Les acteurs de Totems racontent les dessous de la nouvelle série d’espionnage à la française de Prime Video.
Alors que la nouvelle série française d’Amazon Prime Video intitulée Totems sort aujourd’hui sur la plateforme, Première a rencontré l'équipe de cette production signée Juliette Soubrier, Olivier Dujols (Le Bureau des Légendes) et Jérôme Salle (L’Odyssée). Au casting de cette série d'espionnage à la française, Niels Schneider, Ana Girardot, José Garcia, Lambert Wilson et Vera Kolesnikova sont passés aux aveux.
Que vaut Totems, la belle et ambitieuse série d’espionnage d'Amazon ? (critique)Première : Souvent, les productions concernant la Guerre Froide sont réservées aux États-Unis. Avec Totems, le spectateur est plongé dans cette époque mais d’un point de vue français, ce qui n’est pas commun. Comment vous y êtes vous pris pour la reconstituer ?
Ana Girardot : C’est la première chose que j’ai demandé à Jérôme Salle : 'Comment était la vie à Paris avec cette menace ?' Il m’a expliqué que ça ne se sentait pas du tout, que ce n’était pas dans la culture contrairement aux États-Unis ou en Russie.
Niels Schneider : Olivier Dujols était presque tout le temps avec nous. Il était extrêmement renseigné, donc on parlait énormément, et on regardait aussi des documentaires, on lisait des livres, on était nourris de cette ambiance par des sources extérieures. D’ailleurs dans la série on ne sent pas vraiment le danger quand on est dans la partie française.
Lambert Wilson : On pouvait l’appeler à n’importe quel moment quand une zone historique était trouble. Pour mémoriser le texte, il faut que les éléments techniques soient très clairs, sinon on n’y arrive pas. J’avais donc une sorte de hotline avec lui, et il m’a parlé d’un personnage historique qui a servi de modèle pour mon personnage de Charles Contignet. C’est très bien réalisé, il y a vraiment un souci de précision dans la reconstitution, un travail de l’image avec notamment des images de synthèses aussi pour Berlin et Moscou.

DONNÉES FOURNIES:

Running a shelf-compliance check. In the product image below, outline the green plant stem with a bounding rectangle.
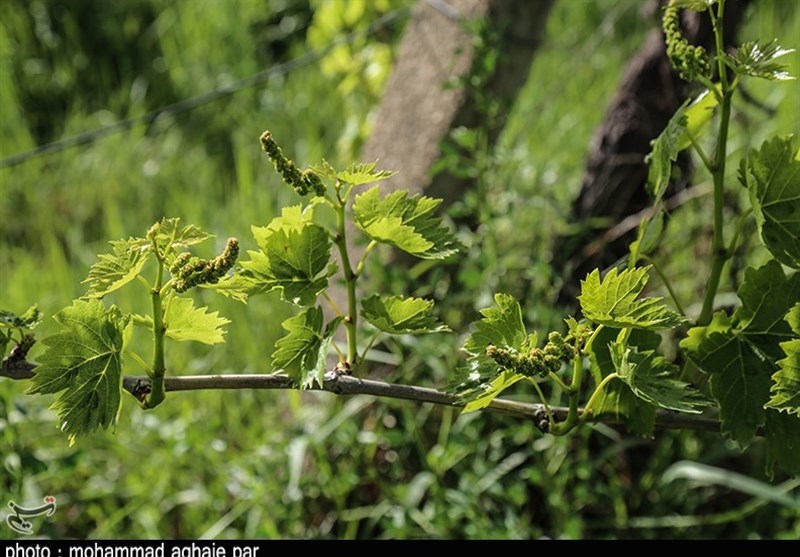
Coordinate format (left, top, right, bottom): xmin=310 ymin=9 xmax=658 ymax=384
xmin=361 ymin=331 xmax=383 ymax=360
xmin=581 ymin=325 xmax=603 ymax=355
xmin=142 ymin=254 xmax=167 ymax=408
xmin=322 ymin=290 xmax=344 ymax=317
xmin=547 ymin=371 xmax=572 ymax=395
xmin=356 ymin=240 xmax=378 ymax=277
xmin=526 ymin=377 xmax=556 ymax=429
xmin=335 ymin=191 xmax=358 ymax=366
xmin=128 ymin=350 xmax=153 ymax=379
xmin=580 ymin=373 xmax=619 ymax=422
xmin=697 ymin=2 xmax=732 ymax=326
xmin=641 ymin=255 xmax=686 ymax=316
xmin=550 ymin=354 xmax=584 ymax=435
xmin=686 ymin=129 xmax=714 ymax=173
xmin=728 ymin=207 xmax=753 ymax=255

* * *

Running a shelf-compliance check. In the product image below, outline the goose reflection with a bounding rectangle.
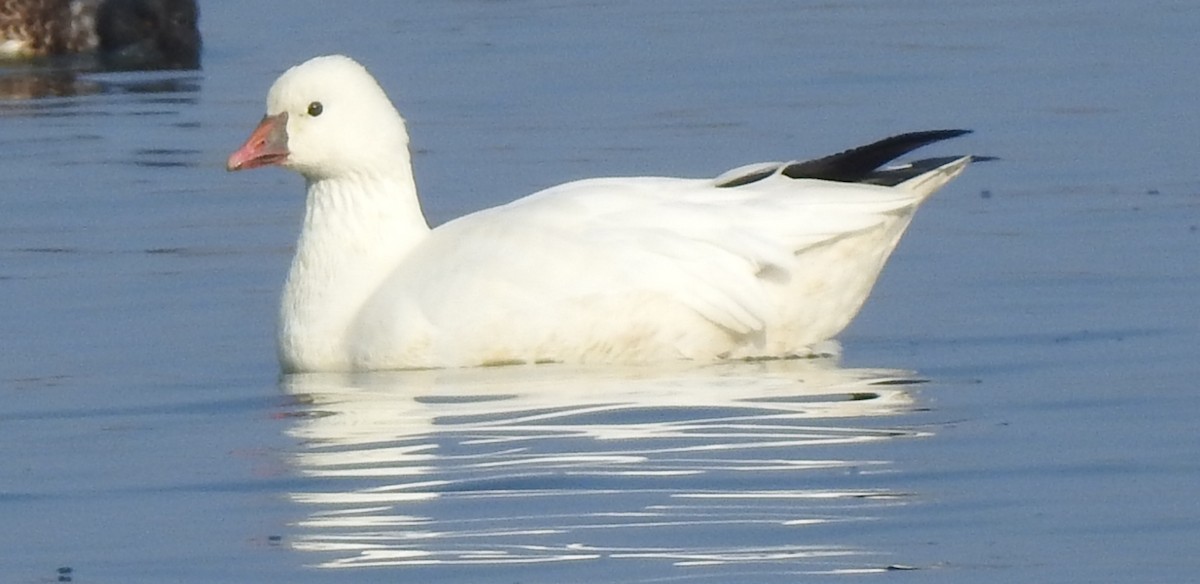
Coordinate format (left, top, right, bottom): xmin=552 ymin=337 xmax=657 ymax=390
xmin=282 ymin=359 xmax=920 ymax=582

TRAVAIL À FAIRE:
1 - Recopiez fidèlement le passage de l'entretien sur la série Totems compris entre « Ana Girardot : C’est » et « ou en Russie. », ces deux segments inclus.
2 - Rédigez la suite de l'entretien sur la série Totems à partir de sa dernière phrase.

RÉPONSES AUX CONSIGNES:
1 -
Ana Girardot : C’est la première chose que j’ai demandé à Jérôme Salle : 'Comment était la vie à Paris avec cette menace ?' Il m’a expliqué que ça ne se sentait pas du tout, que ce n’était pas dans la culture contrairement aux États-Unis ou en Russie.

2 -
José Garcia : Olivier est tellement bien informé qu’on est nous-même rentrés dans le monde de l’espionnage et du contre-espionnage.
Qu’est-ce qui vous a plu dans ce projet ? Pourquoi l’avoir accepté ?
LW : J’y suis allé un peu à reculons. J’étais très convaincu par Jérôme Salle avec qui j’avais travaillé sur L’Odyssée, mais j’ai surtout été très pris par l’ensemble de la série, tout ce qui s’y passait.
JG : J’adore mon personnage, j’ai été très touché qu’on m’offre ça. J’ai trouvé que c’était un personnage d’une grande solitude, avec beaucoup de failles. C’est ce qui me plait le plus en termes de personnages, surtout à cette époque qui a tendance à homogénéiser les gens. D’avoir un personnage aussi particulier, c’était une espèce de sacerdoce terrible, une quête. Je pense que ce qui est formidable avec les films d’époque comme ça, c’est qu’on a le temps de redécouvrir des acteurs dans un autre univers, ça permet de dépouiller tout l’inconscient collectif qu’on a pu accumuler au fil des années. On a été très gâté sur cette série.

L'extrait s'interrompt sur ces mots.